**Directions:**
1. Summarize the post on riding a bike in everyday clothes in two sentences.
2. Rewrite the paragraph of the post on riding a bike in everyday clothes that begins "Forcing me into bike-specific clothing" as a bulleted list, keeping its main points.
3. Write the next part of the post on riding a bike in everyday clothes, starting after its final sentence.

**Passage to read:**
Is riding your bike in an outfit from Tangerine Boutique, Carousel Vintage, or Nordstrom’s some kind of sellout?
Some women bike advocates seem to think so.
I feel the need to rant a bit after following links I found in a post by Cap’n Transit. He pointed to a series of tweets by bike advocate Elly Blue about what she sees as the divisive and elitist aspects of the Cycle Chic movement. He also linked to a 2009 blog post on Biker Chicks of West Chester (PA) that sees skirts and heels as symbols of male oppression.
First, why this blog isn’t “Cycle Chic Spokane”: For me, “chic” can carry a connotation of being expensive, luxurious, and mostly unavailable to regular everyday people–like looking at an issue of Vogue on Bikes. (I also think the term “cycling” connotes a workout; I “ride my bike” and don’t break a sweat most days.)
Style, on the other hand, can come from the way you tie your Goodwill or Value Village scarf with particular flair. It doesn’t necessarily carry a steep price tag. But is it somehow “wrong” to ride in a skirt even if it came from a thrift shop?
The Biker Chicks blogger, Libby Maxim, wrote,
“If you want to bike to work, fine, but put on appropriate clothes, pants, sneakers and a sweater for example. You only let men control your clothing choices when you bike in short skirts and tight tops. I see no choice in your biking clothing selection, only a lady trying hard to wear what men want us to wear.”
So now instead of a man telling me what to wear, it’s a woman. How is this an improvement?
Maxim takes aim specifically at Cycle Chic and appears to think that everyone who rides in real clothes is dressed provocatively, describing low-cut tops and short skirts.
That’s not what I ride in (well, some of the skirts…). I want to wear regular clothes and ride comfortably. As I’ve ranted before, I want clothes for biking that don’t look like clothes for biking.
Forcing me into bike-specific clothing is just as confining as forcing me into a tight skirt that makes it hard to get on and off the bike. I find wearing a loose skirt much cooler and more convenient in the summer than pants that cook my legs and pick up chain grease, and far more convenient than dressing down (remember how much you hated that in PE?) and changing in the bathroom at work.

**Data entries:**
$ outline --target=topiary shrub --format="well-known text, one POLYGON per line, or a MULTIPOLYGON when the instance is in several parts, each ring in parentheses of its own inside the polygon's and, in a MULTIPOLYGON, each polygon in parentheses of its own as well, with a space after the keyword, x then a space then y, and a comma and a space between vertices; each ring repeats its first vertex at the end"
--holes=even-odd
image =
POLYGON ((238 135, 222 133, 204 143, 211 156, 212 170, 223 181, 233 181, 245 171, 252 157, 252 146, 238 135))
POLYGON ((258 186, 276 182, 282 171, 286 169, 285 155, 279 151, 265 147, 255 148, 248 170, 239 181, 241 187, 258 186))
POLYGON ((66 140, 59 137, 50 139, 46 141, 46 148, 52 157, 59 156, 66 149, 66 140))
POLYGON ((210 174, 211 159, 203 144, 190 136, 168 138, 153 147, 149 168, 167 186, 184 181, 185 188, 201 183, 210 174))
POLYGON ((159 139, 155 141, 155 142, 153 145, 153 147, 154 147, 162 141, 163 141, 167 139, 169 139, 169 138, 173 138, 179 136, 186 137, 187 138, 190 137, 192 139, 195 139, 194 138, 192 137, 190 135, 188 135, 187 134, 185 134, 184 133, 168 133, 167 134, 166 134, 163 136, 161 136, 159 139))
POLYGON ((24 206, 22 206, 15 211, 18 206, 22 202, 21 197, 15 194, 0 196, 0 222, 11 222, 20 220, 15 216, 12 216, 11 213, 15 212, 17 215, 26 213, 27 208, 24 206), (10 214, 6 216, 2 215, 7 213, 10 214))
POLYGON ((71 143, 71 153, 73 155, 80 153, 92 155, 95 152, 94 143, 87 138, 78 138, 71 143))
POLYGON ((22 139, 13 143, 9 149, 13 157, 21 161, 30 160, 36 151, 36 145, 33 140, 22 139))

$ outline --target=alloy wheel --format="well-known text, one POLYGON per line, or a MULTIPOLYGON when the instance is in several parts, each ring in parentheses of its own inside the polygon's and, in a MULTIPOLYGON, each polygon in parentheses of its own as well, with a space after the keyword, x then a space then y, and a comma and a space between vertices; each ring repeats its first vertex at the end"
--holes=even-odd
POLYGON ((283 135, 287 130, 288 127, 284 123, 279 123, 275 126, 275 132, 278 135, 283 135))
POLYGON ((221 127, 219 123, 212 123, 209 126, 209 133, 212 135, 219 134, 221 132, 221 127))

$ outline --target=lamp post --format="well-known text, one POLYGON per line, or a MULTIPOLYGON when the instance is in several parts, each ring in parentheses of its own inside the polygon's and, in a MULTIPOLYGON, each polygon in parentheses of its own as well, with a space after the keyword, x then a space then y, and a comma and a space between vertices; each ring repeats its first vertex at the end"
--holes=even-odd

**Outputs for the tasks:**
1. The writer pushes back against bike advocates who see the Cycle Chic movement as divisive and elitist, or who see skirts and heels as symbols of male oppression, and explains a preference for "style" over "chic" because style need not carry a steep price tag. Responding to a blogger who says women should bike in pants, sneakers and a sweater, the writer argues that being told what to wear by a woman is no improvement over being told by a man, and that a loose skirt is often cooler and more convenient than bike-specific clothing.

2.
- Being forced into bike-specific clothing is as confining as being forced into a tight skirt that makes it hard to get on and off the bike.
- In summer, a loose skirt is cooler and more convenient than pants, which cook the legs and pick up chain grease.
- A loose skirt is also far more convenient than dressing down and changing in the bathroom at work.

3.
In taking aim at the clothing choices pictured in the Cycle Chic movement it seems to me Maxim misses the point. My takeaway, when you peel away the layers of Vogue: People wearing clothing they want to wear—whether someone approves of their choices or not—should feel free to use a bike to get around for everyday transportation.
“If you want to bike to work, fine” also sounds to me as if biking to work is somehow not “real” riding. Maybe I’m reading too much into that “fine”—it sounds dismissive. One of the commenters on the blog who mocks the idea of a skirt guard for her Cannondale falls into that tone, as if a skirt guard would violate the purity of her road bike. I guess the commuter gear loaded onto my Specialized Dolce is a violation too–hadn’t realized I wasn’t allowed to just use it as a bike. I’ll add that skirt guard ASAP.
There’s another level at which I think it’s genuinely important to ride in skirts and high heels. The type of infrastructure suitable for Mr. High-Speed Spandex is not that inviting to Ms. Step-Through Skirt.
To make riding a bike genuinely appealing and accessible to a wide range of riders we need people who don’t currently ride to see role models that help them envision themselves on a bike. When I’m kitted out and clipped in I don’t send the message that riding a bike is for everyone. I send the message that it’s for people who are already fit and confident, just as Cycle Chic pictures send the message that biking is for the fit and fashionable.
How about more real people, wearing real clothes, riding bikes? It’s not a plot, honest.
- Do you look at Cycle Chic blogs at all? Are they inspiring or just eye candy?
- Do you judge other riders as being “real” or not based on their clothing?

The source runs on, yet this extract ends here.